**Given request**
Rewrite the records from their first line through the line containing "91 246 L 108", both ends included, and shift every coordinate and viewBox number in the answers up by 128. Keep the requests and their format sample unchanged.
═════ Materials provided
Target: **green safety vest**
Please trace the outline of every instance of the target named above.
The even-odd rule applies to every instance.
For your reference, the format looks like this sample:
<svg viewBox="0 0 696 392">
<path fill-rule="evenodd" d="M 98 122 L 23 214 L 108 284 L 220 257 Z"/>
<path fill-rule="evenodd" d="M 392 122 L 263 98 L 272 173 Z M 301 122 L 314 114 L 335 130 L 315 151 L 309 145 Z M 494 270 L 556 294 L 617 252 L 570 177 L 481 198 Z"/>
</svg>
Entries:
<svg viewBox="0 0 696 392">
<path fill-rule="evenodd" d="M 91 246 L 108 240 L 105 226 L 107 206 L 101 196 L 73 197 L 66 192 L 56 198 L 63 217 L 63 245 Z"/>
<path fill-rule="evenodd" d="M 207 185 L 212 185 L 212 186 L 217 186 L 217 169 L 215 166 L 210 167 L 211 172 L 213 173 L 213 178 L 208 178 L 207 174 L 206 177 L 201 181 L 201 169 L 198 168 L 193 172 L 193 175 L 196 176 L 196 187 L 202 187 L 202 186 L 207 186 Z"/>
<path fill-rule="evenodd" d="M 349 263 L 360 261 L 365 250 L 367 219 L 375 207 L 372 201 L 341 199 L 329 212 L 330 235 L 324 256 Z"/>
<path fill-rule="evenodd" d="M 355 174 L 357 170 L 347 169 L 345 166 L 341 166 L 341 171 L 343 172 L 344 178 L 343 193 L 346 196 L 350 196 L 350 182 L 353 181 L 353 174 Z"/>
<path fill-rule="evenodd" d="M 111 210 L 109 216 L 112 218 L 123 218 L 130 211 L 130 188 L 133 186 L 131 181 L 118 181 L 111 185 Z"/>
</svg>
══════════
**The solution**
Target: **green safety vest**
Please trace the outline of every instance of the target named above.
The even-odd rule applies to every instance.
For your reference, the format looks like this sample:
<svg viewBox="0 0 696 392">
<path fill-rule="evenodd" d="M 98 122 L 23 214 L 108 284 L 220 257 Z"/>
<path fill-rule="evenodd" d="M 392 122 L 263 98 L 272 173 Z M 301 122 L 314 114 L 335 130 L 315 151 L 309 145 Z M 494 270 L 556 294 L 617 252 L 570 177 L 481 198 Z"/>
</svg>
Entries:
<svg viewBox="128 128 824 520">
<path fill-rule="evenodd" d="M 219 374 L 236 368 L 233 354 L 235 334 L 229 324 L 201 325 L 194 320 L 184 326 L 191 345 L 191 373 Z"/>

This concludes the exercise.